Rows from a dataset for labeling boxes
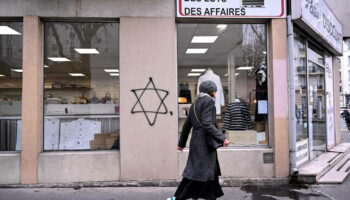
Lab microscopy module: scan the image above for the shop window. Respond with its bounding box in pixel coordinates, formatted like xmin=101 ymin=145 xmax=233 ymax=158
xmin=44 ymin=22 xmax=119 ymax=151
xmin=177 ymin=24 xmax=269 ymax=146
xmin=0 ymin=22 xmax=23 ymax=151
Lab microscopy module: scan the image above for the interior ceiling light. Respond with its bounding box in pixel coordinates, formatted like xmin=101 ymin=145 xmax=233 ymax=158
xmin=11 ymin=69 xmax=23 ymax=73
xmin=191 ymin=69 xmax=206 ymax=72
xmin=236 ymin=67 xmax=254 ymax=70
xmin=103 ymin=69 xmax=119 ymax=73
xmin=187 ymin=73 xmax=201 ymax=76
xmin=68 ymin=73 xmax=85 ymax=76
xmin=74 ymin=48 xmax=100 ymax=54
xmin=186 ymin=48 xmax=208 ymax=54
xmin=47 ymin=57 xmax=70 ymax=62
xmin=191 ymin=36 xmax=218 ymax=43
xmin=0 ymin=26 xmax=22 ymax=35
xmin=216 ymin=24 xmax=227 ymax=30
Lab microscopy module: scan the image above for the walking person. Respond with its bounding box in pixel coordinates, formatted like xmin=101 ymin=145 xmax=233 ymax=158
xmin=168 ymin=81 xmax=230 ymax=200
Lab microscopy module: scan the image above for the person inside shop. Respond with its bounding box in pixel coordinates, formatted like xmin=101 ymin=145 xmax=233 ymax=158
xmin=167 ymin=80 xmax=230 ymax=200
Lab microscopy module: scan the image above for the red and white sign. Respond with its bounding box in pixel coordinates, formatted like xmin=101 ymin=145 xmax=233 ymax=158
xmin=177 ymin=0 xmax=286 ymax=18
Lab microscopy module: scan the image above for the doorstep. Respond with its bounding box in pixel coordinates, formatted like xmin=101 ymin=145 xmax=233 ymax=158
xmin=297 ymin=143 xmax=350 ymax=183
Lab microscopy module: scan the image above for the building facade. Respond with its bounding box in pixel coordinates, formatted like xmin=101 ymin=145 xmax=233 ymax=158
xmin=0 ymin=0 xmax=340 ymax=184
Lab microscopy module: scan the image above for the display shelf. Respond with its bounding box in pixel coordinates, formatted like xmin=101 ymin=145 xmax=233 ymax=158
xmin=44 ymin=87 xmax=91 ymax=91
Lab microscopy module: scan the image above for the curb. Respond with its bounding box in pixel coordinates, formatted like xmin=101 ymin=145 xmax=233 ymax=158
xmin=0 ymin=178 xmax=289 ymax=189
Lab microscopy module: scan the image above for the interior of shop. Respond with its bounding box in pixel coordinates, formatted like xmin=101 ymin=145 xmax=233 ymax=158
xmin=44 ymin=22 xmax=119 ymax=150
xmin=177 ymin=24 xmax=268 ymax=146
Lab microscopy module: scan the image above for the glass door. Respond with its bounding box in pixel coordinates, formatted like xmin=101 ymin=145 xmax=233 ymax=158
xmin=307 ymin=46 xmax=327 ymax=160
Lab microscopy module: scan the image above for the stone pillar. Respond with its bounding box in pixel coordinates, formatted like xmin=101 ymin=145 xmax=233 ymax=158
xmin=21 ymin=16 xmax=43 ymax=184
xmin=269 ymin=19 xmax=289 ymax=178
xmin=120 ymin=18 xmax=178 ymax=180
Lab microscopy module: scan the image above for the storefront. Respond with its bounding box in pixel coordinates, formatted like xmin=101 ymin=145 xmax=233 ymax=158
xmin=289 ymin=0 xmax=343 ymax=167
xmin=0 ymin=0 xmax=290 ymax=184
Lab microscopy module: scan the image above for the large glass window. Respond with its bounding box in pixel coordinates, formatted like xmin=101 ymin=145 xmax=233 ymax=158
xmin=0 ymin=22 xmax=23 ymax=151
xmin=43 ymin=22 xmax=119 ymax=150
xmin=177 ymin=24 xmax=268 ymax=146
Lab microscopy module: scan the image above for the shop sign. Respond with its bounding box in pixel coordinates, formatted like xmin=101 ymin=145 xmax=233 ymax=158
xmin=176 ymin=0 xmax=286 ymax=18
xmin=292 ymin=0 xmax=343 ymax=54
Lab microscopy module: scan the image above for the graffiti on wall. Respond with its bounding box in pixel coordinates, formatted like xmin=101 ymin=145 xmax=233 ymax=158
xmin=131 ymin=77 xmax=172 ymax=126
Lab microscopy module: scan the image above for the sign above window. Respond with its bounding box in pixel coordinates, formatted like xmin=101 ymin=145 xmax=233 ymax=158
xmin=292 ymin=0 xmax=343 ymax=55
xmin=177 ymin=0 xmax=286 ymax=18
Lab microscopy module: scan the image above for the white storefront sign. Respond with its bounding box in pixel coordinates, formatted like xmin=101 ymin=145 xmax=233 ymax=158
xmin=176 ymin=0 xmax=286 ymax=18
xmin=292 ymin=0 xmax=343 ymax=54
xmin=325 ymin=54 xmax=335 ymax=148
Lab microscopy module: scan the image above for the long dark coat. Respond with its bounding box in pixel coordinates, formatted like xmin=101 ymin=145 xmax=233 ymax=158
xmin=178 ymin=96 xmax=226 ymax=182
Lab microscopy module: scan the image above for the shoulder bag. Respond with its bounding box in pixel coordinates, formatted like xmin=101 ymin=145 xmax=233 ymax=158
xmin=193 ymin=102 xmax=222 ymax=150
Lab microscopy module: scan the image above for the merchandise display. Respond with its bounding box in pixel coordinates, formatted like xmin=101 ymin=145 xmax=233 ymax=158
xmin=223 ymin=102 xmax=253 ymax=130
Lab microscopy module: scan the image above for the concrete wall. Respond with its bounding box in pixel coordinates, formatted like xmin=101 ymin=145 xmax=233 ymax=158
xmin=326 ymin=0 xmax=350 ymax=37
xmin=120 ymin=18 xmax=178 ymax=180
xmin=0 ymin=153 xmax=21 ymax=185
xmin=21 ymin=16 xmax=44 ymax=184
xmin=38 ymin=151 xmax=120 ymax=183
xmin=178 ymin=148 xmax=274 ymax=178
xmin=0 ymin=0 xmax=175 ymax=18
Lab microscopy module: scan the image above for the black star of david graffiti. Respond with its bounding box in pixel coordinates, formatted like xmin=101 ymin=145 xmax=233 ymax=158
xmin=131 ymin=77 xmax=172 ymax=126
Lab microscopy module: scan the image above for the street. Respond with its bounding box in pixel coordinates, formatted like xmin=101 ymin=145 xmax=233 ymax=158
xmin=0 ymin=186 xmax=332 ymax=200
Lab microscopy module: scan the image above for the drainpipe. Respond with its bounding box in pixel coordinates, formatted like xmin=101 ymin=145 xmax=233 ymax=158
xmin=287 ymin=15 xmax=298 ymax=176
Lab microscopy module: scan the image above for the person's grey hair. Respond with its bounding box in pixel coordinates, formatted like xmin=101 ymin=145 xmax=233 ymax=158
xmin=199 ymin=80 xmax=218 ymax=94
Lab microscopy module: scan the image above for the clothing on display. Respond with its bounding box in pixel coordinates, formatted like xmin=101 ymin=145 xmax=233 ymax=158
xmin=179 ymin=83 xmax=192 ymax=103
xmin=223 ymin=102 xmax=253 ymax=131
xmin=197 ymin=69 xmax=225 ymax=115
xmin=254 ymin=65 xmax=267 ymax=122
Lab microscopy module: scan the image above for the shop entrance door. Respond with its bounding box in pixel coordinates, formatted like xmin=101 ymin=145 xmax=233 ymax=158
xmin=307 ymin=60 xmax=327 ymax=160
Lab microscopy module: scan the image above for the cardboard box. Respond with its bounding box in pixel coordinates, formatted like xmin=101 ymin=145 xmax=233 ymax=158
xmin=106 ymin=138 xmax=117 ymax=149
xmin=225 ymin=130 xmax=258 ymax=145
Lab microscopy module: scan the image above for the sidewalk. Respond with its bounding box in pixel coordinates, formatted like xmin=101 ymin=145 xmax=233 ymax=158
xmin=0 ymin=186 xmax=333 ymax=200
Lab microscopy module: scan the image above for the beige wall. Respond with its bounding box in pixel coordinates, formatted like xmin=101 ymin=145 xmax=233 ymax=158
xmin=0 ymin=153 xmax=21 ymax=185
xmin=269 ymin=19 xmax=289 ymax=178
xmin=120 ymin=18 xmax=178 ymax=180
xmin=38 ymin=151 xmax=120 ymax=183
xmin=21 ymin=16 xmax=43 ymax=184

* _Instructions for the task_
Could you give every line from the start of the records up to and including the line with "xmin=216 ymin=24 xmax=227 ymax=30" as a numbered list, skipping blank lines and leaving out the pictures?

* _Problem solution_
1. Lab microscopy module: scan the image above for the shop window. Respond with its bounding box in pixel coordinates, formatted like xmin=101 ymin=145 xmax=233 ymax=158
2. xmin=44 ymin=22 xmax=119 ymax=151
3. xmin=177 ymin=24 xmax=269 ymax=146
4. xmin=0 ymin=22 xmax=23 ymax=151
5. Lab microscopy module: scan the image above for the interior ceiling light. Respond with its bounding box in pixel coordinates, formatted like xmin=101 ymin=145 xmax=233 ymax=158
6. xmin=11 ymin=69 xmax=23 ymax=73
7. xmin=191 ymin=69 xmax=206 ymax=72
8. xmin=236 ymin=67 xmax=254 ymax=70
9. xmin=103 ymin=69 xmax=119 ymax=73
10. xmin=187 ymin=73 xmax=201 ymax=76
11. xmin=68 ymin=73 xmax=85 ymax=76
12. xmin=74 ymin=48 xmax=100 ymax=54
13. xmin=186 ymin=48 xmax=208 ymax=54
14. xmin=47 ymin=57 xmax=70 ymax=62
15. xmin=191 ymin=36 xmax=218 ymax=43
16. xmin=0 ymin=26 xmax=22 ymax=35
17. xmin=216 ymin=24 xmax=227 ymax=30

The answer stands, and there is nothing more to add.